Data entries:
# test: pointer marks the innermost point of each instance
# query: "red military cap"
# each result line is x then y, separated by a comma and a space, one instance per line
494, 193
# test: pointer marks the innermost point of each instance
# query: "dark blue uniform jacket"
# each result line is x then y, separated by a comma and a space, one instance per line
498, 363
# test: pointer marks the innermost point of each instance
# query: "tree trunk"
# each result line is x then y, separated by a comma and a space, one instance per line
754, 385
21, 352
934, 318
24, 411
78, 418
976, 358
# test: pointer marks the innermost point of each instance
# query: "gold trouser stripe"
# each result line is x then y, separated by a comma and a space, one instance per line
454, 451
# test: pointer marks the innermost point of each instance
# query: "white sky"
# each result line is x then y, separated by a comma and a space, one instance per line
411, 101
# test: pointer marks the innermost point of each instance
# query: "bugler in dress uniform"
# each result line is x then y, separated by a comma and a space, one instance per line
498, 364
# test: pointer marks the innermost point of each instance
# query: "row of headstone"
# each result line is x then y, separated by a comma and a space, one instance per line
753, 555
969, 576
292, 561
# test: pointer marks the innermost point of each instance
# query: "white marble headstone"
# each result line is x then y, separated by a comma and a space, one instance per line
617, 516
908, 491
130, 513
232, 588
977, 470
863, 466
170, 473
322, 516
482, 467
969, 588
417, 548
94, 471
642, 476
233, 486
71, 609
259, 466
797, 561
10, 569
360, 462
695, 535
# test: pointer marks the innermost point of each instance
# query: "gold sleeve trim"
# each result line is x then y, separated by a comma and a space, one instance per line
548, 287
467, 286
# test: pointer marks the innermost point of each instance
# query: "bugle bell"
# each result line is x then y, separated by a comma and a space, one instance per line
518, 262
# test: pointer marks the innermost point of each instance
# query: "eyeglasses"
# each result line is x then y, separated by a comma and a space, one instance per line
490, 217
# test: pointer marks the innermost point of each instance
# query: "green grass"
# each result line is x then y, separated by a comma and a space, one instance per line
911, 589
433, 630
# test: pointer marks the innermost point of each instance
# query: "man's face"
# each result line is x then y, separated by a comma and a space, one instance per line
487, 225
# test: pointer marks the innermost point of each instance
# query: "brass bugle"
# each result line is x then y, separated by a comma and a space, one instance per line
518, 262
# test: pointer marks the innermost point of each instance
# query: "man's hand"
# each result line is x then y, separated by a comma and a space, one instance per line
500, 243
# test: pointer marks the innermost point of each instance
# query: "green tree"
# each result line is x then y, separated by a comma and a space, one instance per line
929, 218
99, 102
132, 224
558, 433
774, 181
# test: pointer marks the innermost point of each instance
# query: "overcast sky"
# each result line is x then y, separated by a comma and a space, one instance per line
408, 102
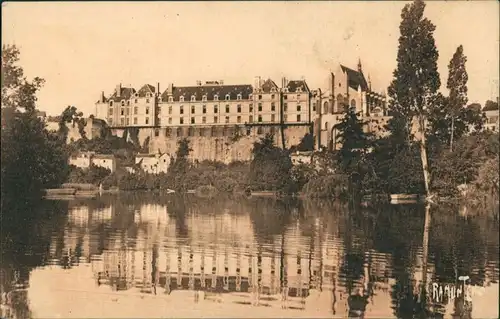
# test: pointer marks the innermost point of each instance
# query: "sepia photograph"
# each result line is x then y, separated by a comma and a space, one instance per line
250, 159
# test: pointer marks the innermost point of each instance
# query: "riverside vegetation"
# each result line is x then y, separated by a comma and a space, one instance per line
454, 151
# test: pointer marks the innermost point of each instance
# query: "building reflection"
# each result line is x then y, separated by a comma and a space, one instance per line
220, 255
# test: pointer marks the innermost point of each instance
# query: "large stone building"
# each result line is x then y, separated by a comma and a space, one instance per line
348, 88
221, 121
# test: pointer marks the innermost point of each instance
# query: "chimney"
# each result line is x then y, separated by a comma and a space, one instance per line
118, 90
257, 82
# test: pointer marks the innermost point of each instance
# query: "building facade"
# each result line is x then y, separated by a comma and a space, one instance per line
347, 88
86, 159
211, 103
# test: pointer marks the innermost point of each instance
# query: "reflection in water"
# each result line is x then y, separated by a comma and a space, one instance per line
187, 257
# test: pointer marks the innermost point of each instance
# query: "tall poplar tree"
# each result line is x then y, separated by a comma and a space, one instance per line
416, 78
457, 84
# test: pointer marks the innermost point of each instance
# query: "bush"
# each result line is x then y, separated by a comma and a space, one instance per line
326, 186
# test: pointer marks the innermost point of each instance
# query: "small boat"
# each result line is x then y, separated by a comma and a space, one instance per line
406, 198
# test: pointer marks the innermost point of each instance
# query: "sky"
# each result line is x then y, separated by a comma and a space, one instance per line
82, 49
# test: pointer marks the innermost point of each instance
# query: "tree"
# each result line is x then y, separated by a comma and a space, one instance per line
32, 158
270, 166
354, 140
180, 166
416, 78
490, 105
457, 84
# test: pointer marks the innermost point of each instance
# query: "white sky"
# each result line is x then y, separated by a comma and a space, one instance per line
81, 49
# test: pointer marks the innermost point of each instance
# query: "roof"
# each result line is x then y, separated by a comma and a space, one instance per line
210, 91
293, 86
355, 78
125, 94
147, 88
104, 156
268, 85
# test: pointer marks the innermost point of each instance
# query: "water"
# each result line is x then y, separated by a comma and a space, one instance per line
151, 256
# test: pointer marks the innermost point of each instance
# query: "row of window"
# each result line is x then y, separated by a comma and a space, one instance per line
204, 99
204, 109
126, 121
211, 132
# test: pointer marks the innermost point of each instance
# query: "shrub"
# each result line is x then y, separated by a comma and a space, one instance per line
326, 186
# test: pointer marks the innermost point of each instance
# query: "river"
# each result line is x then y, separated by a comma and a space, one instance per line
145, 255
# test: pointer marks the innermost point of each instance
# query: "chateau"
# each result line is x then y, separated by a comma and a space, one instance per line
222, 121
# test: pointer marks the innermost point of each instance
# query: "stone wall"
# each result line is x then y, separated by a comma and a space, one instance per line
219, 143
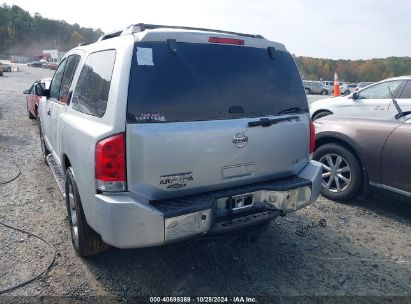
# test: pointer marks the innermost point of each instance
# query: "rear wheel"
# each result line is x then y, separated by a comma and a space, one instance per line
85, 240
341, 176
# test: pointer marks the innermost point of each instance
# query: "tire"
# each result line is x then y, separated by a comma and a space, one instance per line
85, 240
44, 150
30, 115
342, 175
321, 114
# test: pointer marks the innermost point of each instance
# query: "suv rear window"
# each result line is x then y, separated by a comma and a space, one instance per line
210, 82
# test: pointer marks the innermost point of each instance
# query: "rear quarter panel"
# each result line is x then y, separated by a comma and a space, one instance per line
366, 137
80, 132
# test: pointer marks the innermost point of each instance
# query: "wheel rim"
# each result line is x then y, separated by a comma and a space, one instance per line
336, 176
73, 216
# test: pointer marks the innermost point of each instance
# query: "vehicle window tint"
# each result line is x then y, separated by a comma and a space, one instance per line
381, 90
56, 82
406, 93
207, 81
93, 87
69, 71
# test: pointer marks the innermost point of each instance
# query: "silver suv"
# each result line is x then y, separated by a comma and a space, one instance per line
158, 133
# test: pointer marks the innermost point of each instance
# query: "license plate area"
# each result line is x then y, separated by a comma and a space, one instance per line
235, 204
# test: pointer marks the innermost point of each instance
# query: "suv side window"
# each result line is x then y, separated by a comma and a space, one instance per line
380, 91
69, 71
406, 93
93, 86
56, 82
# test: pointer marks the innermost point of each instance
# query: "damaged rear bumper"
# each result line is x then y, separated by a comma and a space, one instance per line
128, 223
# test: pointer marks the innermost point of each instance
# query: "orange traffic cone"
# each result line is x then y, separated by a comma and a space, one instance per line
337, 91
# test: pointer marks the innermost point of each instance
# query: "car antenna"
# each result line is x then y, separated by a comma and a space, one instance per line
400, 113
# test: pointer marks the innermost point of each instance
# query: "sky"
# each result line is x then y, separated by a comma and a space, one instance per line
349, 29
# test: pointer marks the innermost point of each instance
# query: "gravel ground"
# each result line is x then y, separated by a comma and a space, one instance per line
327, 249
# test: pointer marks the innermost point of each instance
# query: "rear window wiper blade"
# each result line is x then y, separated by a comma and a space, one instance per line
291, 110
266, 122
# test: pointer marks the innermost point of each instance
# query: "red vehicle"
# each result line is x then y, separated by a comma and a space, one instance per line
34, 94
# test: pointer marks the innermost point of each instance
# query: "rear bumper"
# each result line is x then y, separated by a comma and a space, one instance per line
128, 223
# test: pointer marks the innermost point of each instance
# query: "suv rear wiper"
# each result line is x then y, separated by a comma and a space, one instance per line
266, 122
291, 110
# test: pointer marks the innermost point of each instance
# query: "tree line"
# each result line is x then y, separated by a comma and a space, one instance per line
25, 35
353, 70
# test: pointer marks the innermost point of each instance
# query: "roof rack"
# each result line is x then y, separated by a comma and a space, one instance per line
141, 27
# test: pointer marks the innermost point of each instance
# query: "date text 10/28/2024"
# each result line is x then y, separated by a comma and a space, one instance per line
206, 299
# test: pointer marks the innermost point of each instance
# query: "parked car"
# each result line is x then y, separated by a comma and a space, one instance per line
347, 89
37, 64
315, 87
362, 85
52, 65
144, 162
372, 100
358, 152
7, 67
33, 96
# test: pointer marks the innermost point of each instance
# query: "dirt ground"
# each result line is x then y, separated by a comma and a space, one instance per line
328, 249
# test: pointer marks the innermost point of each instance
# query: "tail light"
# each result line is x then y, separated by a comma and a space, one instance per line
312, 138
110, 166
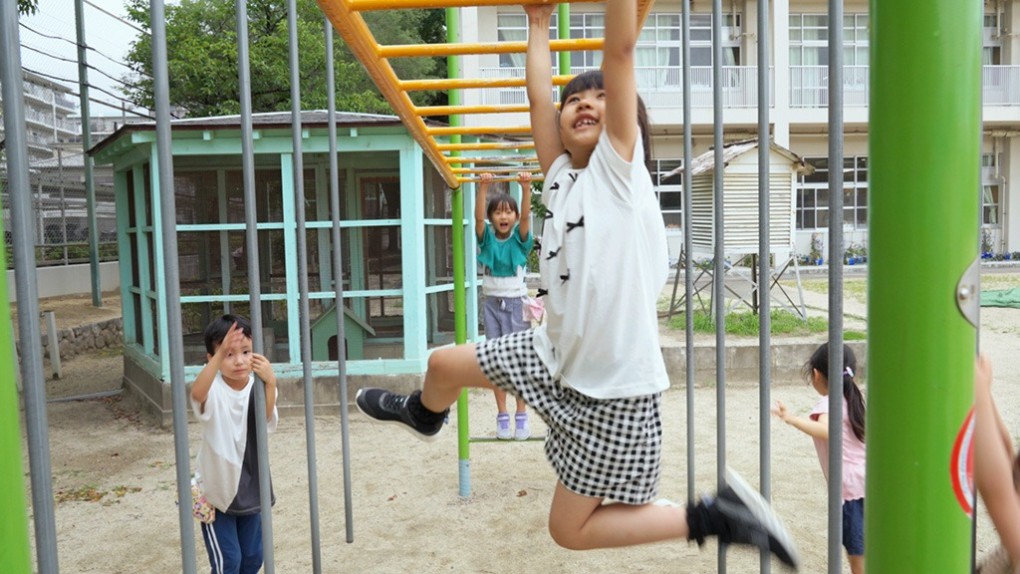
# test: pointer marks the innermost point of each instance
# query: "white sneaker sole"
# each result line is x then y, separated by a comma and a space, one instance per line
761, 511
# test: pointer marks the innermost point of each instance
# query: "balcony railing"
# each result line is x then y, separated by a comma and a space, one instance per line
659, 86
809, 86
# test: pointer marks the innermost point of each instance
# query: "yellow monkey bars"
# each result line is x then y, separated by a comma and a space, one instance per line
346, 17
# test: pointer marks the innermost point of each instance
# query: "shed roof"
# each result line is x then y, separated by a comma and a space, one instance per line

Problem statement: Pick out every line of the data above that contains the word "building", and copy each one. Case counts.

Answer to the problem:
# query: "building reflection"
# query: "large stone building"
# query: "building facade"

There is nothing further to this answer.